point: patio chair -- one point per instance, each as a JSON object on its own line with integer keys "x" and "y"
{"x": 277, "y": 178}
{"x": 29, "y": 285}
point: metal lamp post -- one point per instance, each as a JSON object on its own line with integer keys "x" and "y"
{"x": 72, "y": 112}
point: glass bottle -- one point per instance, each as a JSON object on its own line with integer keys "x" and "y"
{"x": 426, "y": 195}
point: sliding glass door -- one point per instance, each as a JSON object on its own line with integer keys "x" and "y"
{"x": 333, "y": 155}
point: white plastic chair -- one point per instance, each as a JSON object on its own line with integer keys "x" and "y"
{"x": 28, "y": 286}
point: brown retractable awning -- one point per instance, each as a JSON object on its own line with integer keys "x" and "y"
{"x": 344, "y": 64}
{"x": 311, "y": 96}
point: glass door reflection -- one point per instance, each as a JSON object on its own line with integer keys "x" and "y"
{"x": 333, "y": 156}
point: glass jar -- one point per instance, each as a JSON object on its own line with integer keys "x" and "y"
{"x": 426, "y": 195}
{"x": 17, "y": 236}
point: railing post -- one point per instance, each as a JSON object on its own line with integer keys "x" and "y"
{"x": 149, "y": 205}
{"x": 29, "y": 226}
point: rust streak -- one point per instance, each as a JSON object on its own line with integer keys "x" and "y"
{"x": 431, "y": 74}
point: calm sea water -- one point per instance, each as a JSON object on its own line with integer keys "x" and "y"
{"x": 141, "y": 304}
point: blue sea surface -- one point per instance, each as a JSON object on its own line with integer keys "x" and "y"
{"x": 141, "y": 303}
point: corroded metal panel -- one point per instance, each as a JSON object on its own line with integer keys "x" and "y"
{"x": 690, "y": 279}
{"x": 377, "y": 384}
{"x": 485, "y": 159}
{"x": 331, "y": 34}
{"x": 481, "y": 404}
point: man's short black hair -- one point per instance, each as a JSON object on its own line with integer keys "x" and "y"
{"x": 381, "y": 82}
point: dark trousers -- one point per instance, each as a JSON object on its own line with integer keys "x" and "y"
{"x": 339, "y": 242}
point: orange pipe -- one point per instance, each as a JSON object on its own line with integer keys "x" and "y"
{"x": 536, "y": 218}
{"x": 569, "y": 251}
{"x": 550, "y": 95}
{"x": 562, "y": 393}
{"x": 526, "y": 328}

— WORK ITEM —
Please restate every line of the records exactly.

— REPLY TO THE EXERCISE —
point: patio chair -- one point per instance, each as a JSON object on its own line with integer keys "x" and "y"
{"x": 277, "y": 178}
{"x": 29, "y": 285}
point: metal lamp post -- one point per instance, each as a JSON object on its own line with integer keys "x" and "y"
{"x": 72, "y": 112}
point: glass bottle -- one point per instance, each as a JSON object on its own line with integer keys "x" and "y"
{"x": 426, "y": 195}
point: sliding glass door -- one point per instance, each as a JSON object on its own line with integer keys "x" and "y"
{"x": 333, "y": 155}
point: white plastic chair -- one point per instance, each as a JSON object on its own line with integer keys "x" and "y"
{"x": 28, "y": 286}
point: brown retractable awning -- one point per instance, each as a JSON object on its own line with integer keys "x" and "y"
{"x": 344, "y": 64}
{"x": 311, "y": 96}
point: glass door reflection -- one point per instance, each as a JSON object on its own line with integer keys "x" and "y"
{"x": 333, "y": 156}
point: glass jar -- one point per instance, each as a JSON object on its own line with integer keys "x" and "y"
{"x": 426, "y": 195}
{"x": 17, "y": 236}
point: railing post -- one point per instance, each as a JSON object on its own line with integer keys "x" and "y"
{"x": 149, "y": 205}
{"x": 29, "y": 226}
point: rust streak -- one point per instance, each as a JSON object on its own line with integer keys "x" and "y"
{"x": 431, "y": 74}
point: calm sea water -- one point per instance, each as a JSON object on its own line with integer keys "x" and "y"
{"x": 141, "y": 304}
point: blue sea surface -- one point per instance, each as a JSON object on its own line with integer keys "x" and "y"
{"x": 141, "y": 303}
point: corroded metal panel -- one point per instance, each as a JSON object on its own line with integer keys "x" and "y"
{"x": 690, "y": 279}
{"x": 377, "y": 384}
{"x": 485, "y": 159}
{"x": 331, "y": 34}
{"x": 481, "y": 404}
point: man's short black hair -- one point per instance, each as a JSON object on its own line with integer keys "x" and "y"
{"x": 381, "y": 82}
point: dark trousers -- one point per instance, each as a JSON object on its own line with integer keys "x" and "y"
{"x": 339, "y": 242}
point: orange pipe -- one point per instance, each as a JSON object on its own line with integer keys "x" and "y"
{"x": 536, "y": 218}
{"x": 569, "y": 251}
{"x": 550, "y": 95}
{"x": 562, "y": 393}
{"x": 526, "y": 328}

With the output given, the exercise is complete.